• _Job 1_
From the project notes on data science jobs and skills, return the passage from "For this project, we" up to and including "webscaping using R.", copied word for word.
• _Job 2_
Locate each line in the rows that contains the string "written" and copy those lines out in full.

• _Source document_

****

For this project, we are going to do research about data scientists’ career future, necessary skill and salary. Data were colllected from Indeed, O*NET, Bureau of Labor Statistics website by webscaping using R.

Hui Han (Gracie) and I (Jun Pan) were focused on the data analysis of 31 data science related jobs and necessary hard skills.

Firstly, 31 data science related jobs and required skills were downloaded from O*NET website and saved in github repository. Load csv files for occupations and skills from github

f1<- read.csv("https://raw.githubusercontent.com/simplymathematics/data-skills/master/tech_skills/old/technology_skills_11-3111-00.csv")
f3<-read.csv("https://raw.githubusercontent.com/simplymathematics/data-skills/master/tech_skills/old/technology_skills_13-1141-00.csv")
f4<-read.csv("https://raw.githubusercontent.com/simplymathematics/data-skills/master/tech_skills/old/technology_skills_13-1161-00.csv")
f5<-read.csv("https://raw.githubusercontent.com/simplymathematics/data-skills/master/tech_skills/old/technology_skills_13-2011-02.csv")
f6<-read.csv("https://raw.githubusercontent.com/simplymathematics/data-skills/master/tech_skills/old/technology_skills_13-2041-00.csv")
f7<-read.csv("https://raw.githubusercontent.com/simplymathematics/data-skills/master/tech_skills/old/technology_skills_13-2051-00.csv")
f8<-read.csv("https://raw.githubusercontent.com/simplymathematics/data-skills/master/tech_skills/old/technology_skills_13-2053-00.csv")
f9<-read.csv("https://raw.githubusercontent.com/simplymathematics/data-skills/master/tech_skills/old/technology_skills_13-2099-02.csv")
f10<-read.csv("https://raw.githubusercontent.com/simplymathematics/data-skills/master/tech_skills/old/technology_skills_15-1111-00.csv")
f11<-read.csv("https://raw.githubusercontent.com/simplymathematics/data-skills/master/tech_skills/old/technology_skills_15-1121-00.csv")
f12<-read.csv("https://raw.githubusercontent.com/simplymathematics/data-skills/master/tech_skills/old/technology_skills_15-1131-00.csv")
f13<-read.csv("https://raw.githubusercontent.com/simplymathematics/data-skills/master/tech_skills/old/technology_skills_15-1133-00.csv")
f14<-read.csv("https://raw.githubusercontent.com/simplymathematics/data-skills/master/tech_skills/old/technology_skills_15-1134-00.csv")
f15<-read.csv("https://raw.githubusercontent.com/simplymathematics/data-skills/master/tech_skills/old/technology_skills_15-1141-00.csv")
f17<-read.csv("https://raw.githubusercontent.com/simplymathematics/data-skills/master/tech_skills/old/technology_skills_15-2021-00.csv")
f18<-read.csv("https://raw.githubusercontent.com/simplymathematics/data-skills/master/tech_skills/old/technology_skills_15-2031-00.csv")
f19<-read.csv("https://raw.githubusercontent.com/simplymathematics/data-skills/master/tech_skills/old/technology_skills_15-2041-00.csv")

****

Excerpts of pointing data
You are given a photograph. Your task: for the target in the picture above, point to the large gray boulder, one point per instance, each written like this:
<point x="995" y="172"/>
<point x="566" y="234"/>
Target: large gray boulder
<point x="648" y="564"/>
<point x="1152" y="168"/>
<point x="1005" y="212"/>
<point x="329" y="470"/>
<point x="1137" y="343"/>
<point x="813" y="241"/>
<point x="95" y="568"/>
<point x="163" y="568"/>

****

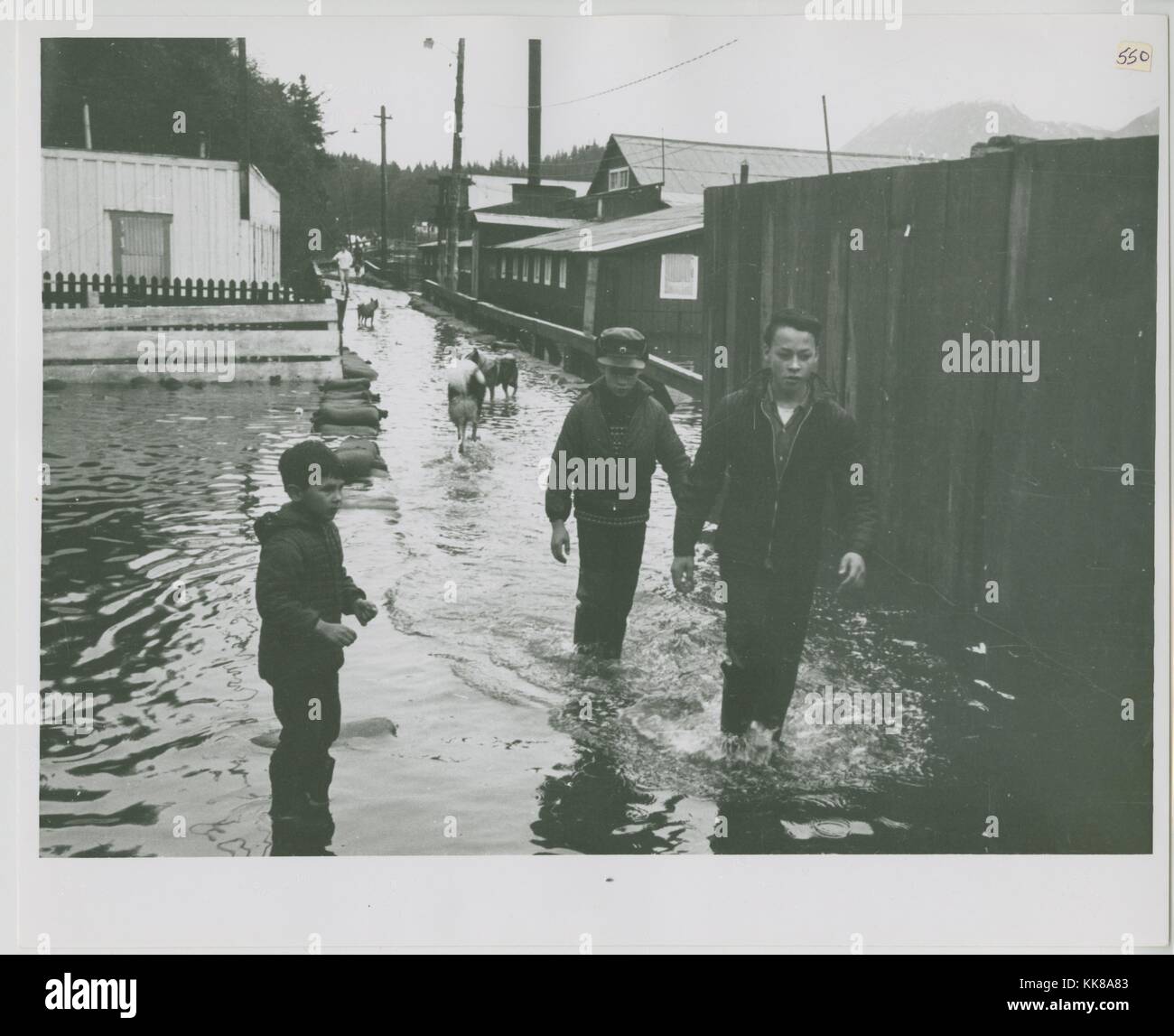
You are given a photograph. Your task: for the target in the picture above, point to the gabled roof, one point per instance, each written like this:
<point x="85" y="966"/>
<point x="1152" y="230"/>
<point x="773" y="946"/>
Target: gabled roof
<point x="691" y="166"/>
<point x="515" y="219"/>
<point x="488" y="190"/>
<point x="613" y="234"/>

****

• _Full answer 1_
For this project, we are going to do research about data scientists’ career future, necessary skill and salary. Data were colllected from Indeed, O*NET, Bureau of Labor Statistics website by webscaping using R.

• _Full answer 2_
You are given a photograph. Your task: for the target in the picture above, point to the large gray boulder, one point per instance, each written like this:
You are given a photograph. Your task: for the target in the picture above, point to the gabled roof, one point per instance, each written like this:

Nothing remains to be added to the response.